Living with diabetes blog

Diabetes: What floor are you on?

By Peggy Moreland, R.N., C.D.E. and Nancy Klobassa Davidson, R.N. September 26, 2014

Have you ever thought your diabetes team is making "much ado about nothing"?

Your health care team says that your blood glucose numbers are high, but you feel great. A construction worker says that an A1C of 10.4 percent is right where he wants it to be because he fears low blood glucoses while on a roof.

While this is a valid concern, sometime in the future he may not be able to work at all because he has diabetes complications. So, is your diabetes team really making much ado about nothing?

One of our endocrinologists recently told a group class that getting complications is like jumping out of a tall building; you feel great until you reach the first floor! I thought that was a good way to describe the insidious nature of diabetes.

A common misconception is that diabetes is not serious because it's treatable. You may feel great while diabetes is wreaking havoc on your body. You may not have symptoms for months or years.

High blood glucose affects hearing and vision, sexual and mental health, and sleep. In fact, diabetes is the leading cause of blindness, amputations and kidney failure. Your risk for heart attacks and strokes is tripled.

Diabetes not only affects the fine nerves in your hands and feet, it also affects the autonomic nervous system that controls the automatic functions in your body. These are functions such as your heartbeat, urination, digestion and sweating.

I know that even though there is an array of new medications and monitoring tools today, keeping diabetes in check requires constant vigilance. But the payoff is that you will decrease or delay your risk of developing diabetes complications.

The best way to prevent diabetes complications is to control your blood glucose. Keeping your blood sugar levels as close to your goal as possible can often prevent damage or slow down further damage.

Your diabetes team is not making much ado about nothing.  You need regular followup care to manage your diabetes and to avoid long-term care. What floor are you on?

## [How to complete this task]
According to the diabetes blog post, how much does diabetes raise the risk for heart attacks and strokes?

(Saved entries)
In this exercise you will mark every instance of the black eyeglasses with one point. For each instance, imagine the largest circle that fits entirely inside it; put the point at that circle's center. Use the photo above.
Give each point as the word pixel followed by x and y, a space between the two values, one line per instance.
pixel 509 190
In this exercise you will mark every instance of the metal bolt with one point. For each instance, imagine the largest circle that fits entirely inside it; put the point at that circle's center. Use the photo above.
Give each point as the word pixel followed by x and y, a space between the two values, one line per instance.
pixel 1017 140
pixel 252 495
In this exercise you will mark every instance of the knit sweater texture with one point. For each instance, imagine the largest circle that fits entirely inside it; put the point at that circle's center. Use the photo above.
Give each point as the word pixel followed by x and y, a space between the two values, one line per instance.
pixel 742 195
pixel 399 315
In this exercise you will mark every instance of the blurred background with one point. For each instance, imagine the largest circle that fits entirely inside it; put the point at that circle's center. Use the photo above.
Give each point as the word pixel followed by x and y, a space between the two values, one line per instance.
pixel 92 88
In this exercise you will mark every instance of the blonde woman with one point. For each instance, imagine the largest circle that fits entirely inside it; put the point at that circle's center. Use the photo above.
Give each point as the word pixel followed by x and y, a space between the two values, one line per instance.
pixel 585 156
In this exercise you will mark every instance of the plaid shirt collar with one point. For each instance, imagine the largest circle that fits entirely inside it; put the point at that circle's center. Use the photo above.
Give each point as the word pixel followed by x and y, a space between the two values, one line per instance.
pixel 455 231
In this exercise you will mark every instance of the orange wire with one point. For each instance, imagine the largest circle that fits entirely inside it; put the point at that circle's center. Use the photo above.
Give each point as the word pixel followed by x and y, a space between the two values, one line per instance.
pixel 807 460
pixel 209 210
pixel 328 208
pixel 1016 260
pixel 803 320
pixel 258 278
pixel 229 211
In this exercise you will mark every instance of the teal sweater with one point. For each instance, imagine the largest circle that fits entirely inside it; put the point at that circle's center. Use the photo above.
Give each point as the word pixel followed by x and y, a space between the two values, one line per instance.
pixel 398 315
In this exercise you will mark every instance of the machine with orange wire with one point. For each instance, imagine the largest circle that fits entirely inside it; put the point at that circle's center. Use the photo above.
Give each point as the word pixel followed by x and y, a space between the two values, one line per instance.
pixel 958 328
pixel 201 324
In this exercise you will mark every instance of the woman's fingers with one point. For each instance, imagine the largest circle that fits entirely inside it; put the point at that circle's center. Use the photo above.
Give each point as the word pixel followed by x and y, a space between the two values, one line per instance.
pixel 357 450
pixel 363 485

## [Task result]
It triples the risk.